Foreign Secretary James Cleverly survived throwing his weight behind the soon-to-be-doomed Prime Minister Liz Truss.
Mr Cleverly, an army reservist, was a junior Foreign Office minister moved to education temporarily in the final days of Boris Johnson’s time at Number 10.
Mr Cleverly, 54, grew up in South London but had a frustrating time trying to make it as a Conservative in the Labour-supporting borough of Lewisham.
He was defeated in bids to be mayor of Lewisham, MP for Lewisham East and a member of Lewisham Council.
Eventually he did make it into the London Assembly but ultimately he decided to pursue his political fortunes at Westminster.
He entered Parliament in 2015 as the member for Braintree, east of London, where his pro-Brexit views went down well with constituents.
At the height of the Brexit deadlock in 2019, he briefly threw his hat in the ring for the Tory leadership but withdrew from the race within days, acknowledging MPs were not ready to make a “leap of faith” on a relatively junior MP.
Mr Cleverly joined the cabinet as party chairman after Mr Johnson won the leadership contest.
He was moved to a junior Foreign Office post with the Middle East and North Africa brief that included responsibility for dealing with Iran over the detention of Nazanin Zaghari-Ratcliffe and responding to the Taliban’s capture of Afghanistan.
In this role, Mr Cleverly travelled to the Middle East several times, including to the UAE, Kuwait, Oman and Qatar, and in 2020 he described Britain’s ties with the Gulf as their strongest ever.
He was in Bahrain when the country appointed its first ambassador to Israel under the Abraham Accords, later describing it as “genuinely a joyous occasion”.
Mr Cleverly celebrated Ms Zaghari-Ratcliffe’s release after long negotiations in March and defended the government’s payment of a £400 million ($462m) debt to Iran, insisting it would not be used to fund terrorism.
His defence of Britain’s withdrawal from Afghanistan led to a stormy encounter with voters on the BBC's Question Time, in which he was criticised for advising people to turn to charity for help, with one viewer saying: “How dare you?”
His brief was widened to include international security and development.
During his time overseeing development, Britain hosted an education conference at which $4 billion was raised from donors to prevent what Mr Cleverly called a “lost generation of girls” being left without schooling by the pandemic.
His early support of Ms Truss helped temporarily answer some of the questions over her ability – but when her budget plans sent the economy into a tailspin she was out and he was able to stay in the job she had promoted him to.
Mr Sunak promised when he became prime minster that foreign policy would be pursue “respectful, mature relationships” with Europe after years of tensions. He also promised to strengthen ties in the Indo-Pacific.
In the last year, Mr Cleverly has adopted softer language on Europe and is just back from a trip to China.

> _Your task_:
According to the profile of James Cleverly, which constituency did he represent when he entered Parliament in 2015? The listing that comes next is not needed for anything here.

> _Collected data_:
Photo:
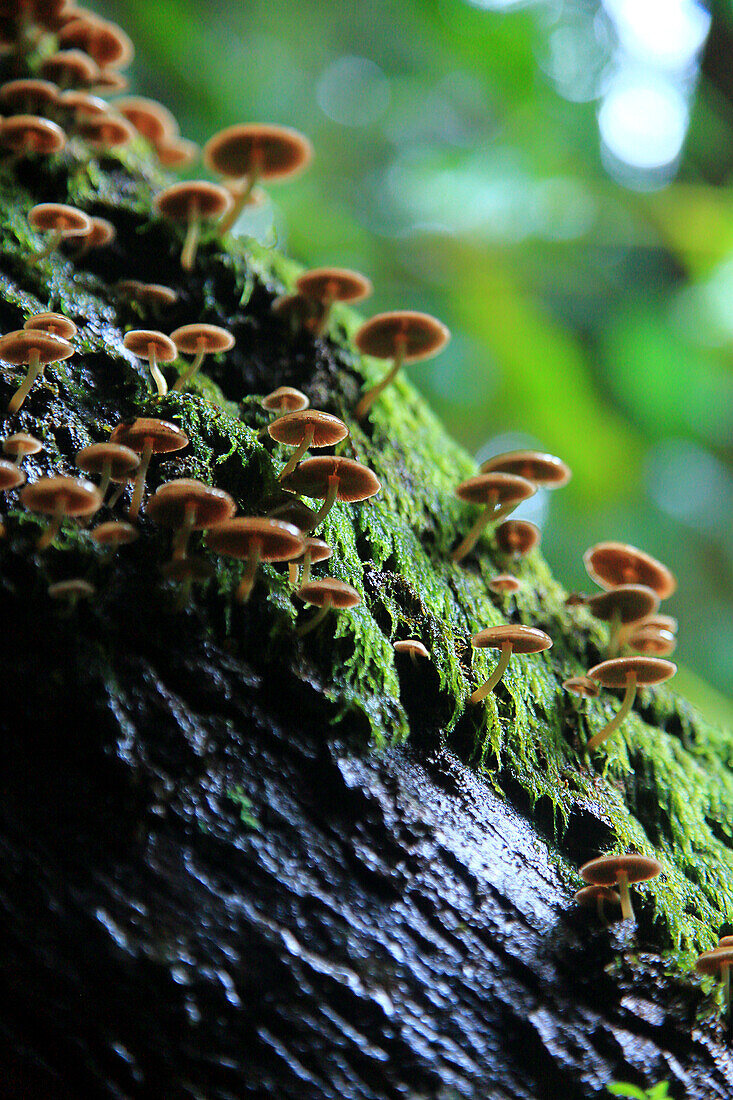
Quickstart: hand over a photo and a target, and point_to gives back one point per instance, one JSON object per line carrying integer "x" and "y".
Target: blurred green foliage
{"x": 589, "y": 319}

> _Task response_:
Braintree, east of London.